● GIVEN PASSAGE
^^^^
A book is a set or collection of written, printed, illustrated, or blank sheets, made of paper, parchment, or other material, usually fastened together to hinge at one side.

In strict terms a book may also be recorded on one or more scrolls, a linked collection of writing tablets or something similar.

A collection of books is termed a library - this can refer both to the books themselves and to the room or building in which they are found, although a library which contains only records may also be called an archive.

Famous Real Books

Famous Fictional Books

See Also

Sources

Game and Story Use

  • Books serve as a useful repository of plot-relevant information.
  • As the "Unusual Books" link demonstrates, books can be far more than a mere collection of sheets of paper. Come up with an unusual book description, and make your players curious.
  • Prior to the invention of the printing press books required significant amounts of (relatively) skilled manual labour and (relatively) expensive materials, making them rare and valuable objects (for reference, in the C14, a University college might consider itself fortunate to have a library of a dozen books (possibly including duplicates). Even after the printing press it takes time, and technological advances to make books cheap - it was well into the C20 in most of Europe (and the US) that a working class family would expect to have any books beside The Bible (or equivalent) in their home and a large library would remain rare and expensive for most of the period.
^^^^
● DATA

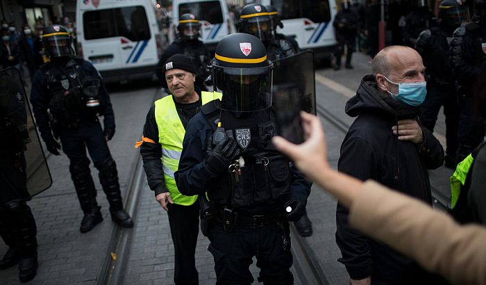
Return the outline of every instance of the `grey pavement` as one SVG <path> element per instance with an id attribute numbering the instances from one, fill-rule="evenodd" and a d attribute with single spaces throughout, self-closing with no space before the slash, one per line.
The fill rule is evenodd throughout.
<path id="1" fill-rule="evenodd" d="M 354 70 L 335 72 L 329 67 L 321 67 L 317 71 L 321 78 L 328 80 L 316 82 L 317 103 L 329 115 L 339 118 L 342 125 L 349 126 L 353 122 L 353 118 L 344 113 L 346 96 L 356 90 L 362 76 L 369 72 L 368 60 L 366 56 L 355 54 L 353 60 Z M 344 89 L 340 86 L 344 86 Z M 155 88 L 139 86 L 124 89 L 127 88 L 119 88 L 111 92 L 117 133 L 109 142 L 112 155 L 117 163 L 124 195 L 128 192 L 133 163 L 139 156 L 133 145 L 140 139 L 145 115 L 154 98 Z M 328 140 L 328 159 L 335 168 L 345 133 L 325 119 L 323 124 Z M 444 135 L 444 117 L 441 116 L 437 131 Z M 92 231 L 82 234 L 79 232 L 79 224 L 83 213 L 70 179 L 67 158 L 64 155 L 50 156 L 48 163 L 54 180 L 53 186 L 28 203 L 37 221 L 40 245 L 39 273 L 29 284 L 96 284 L 103 266 L 102 263 L 110 254 L 108 243 L 113 229 L 117 227 L 110 220 L 108 202 L 98 181 L 97 170 L 92 168 L 92 174 L 105 220 Z M 444 168 L 430 172 L 435 191 L 445 195 L 449 172 Z M 117 277 L 117 284 L 173 284 L 174 246 L 167 213 L 156 202 L 145 180 L 142 185 L 134 215 L 135 227 L 122 231 L 122 234 L 129 236 L 127 248 L 115 252 L 119 257 L 123 257 L 121 260 L 124 261 L 123 264 L 117 265 L 123 268 L 122 276 Z M 327 277 L 328 283 L 347 284 L 348 275 L 344 267 L 337 261 L 340 252 L 335 242 L 335 200 L 318 187 L 312 188 L 308 202 L 308 213 L 313 223 L 314 234 L 304 241 L 312 249 L 315 260 Z M 215 282 L 212 257 L 207 250 L 208 243 L 208 239 L 200 235 L 196 262 L 201 284 Z M 0 255 L 6 250 L 3 241 L 0 241 Z M 251 271 L 256 280 L 258 268 L 254 263 Z M 0 283 L 19 284 L 17 275 L 16 267 L 0 271 Z M 308 282 L 296 280 L 296 284 Z"/>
^^^^
Condense the paragraph in the text on books that begins "A collection of books is termed" into a single sentence that keeps its main facts.

● EXPECTED ANSWER
A library is a collection of books, and the word can also mean the room or building that holds them, though one containing only records may be called an archive.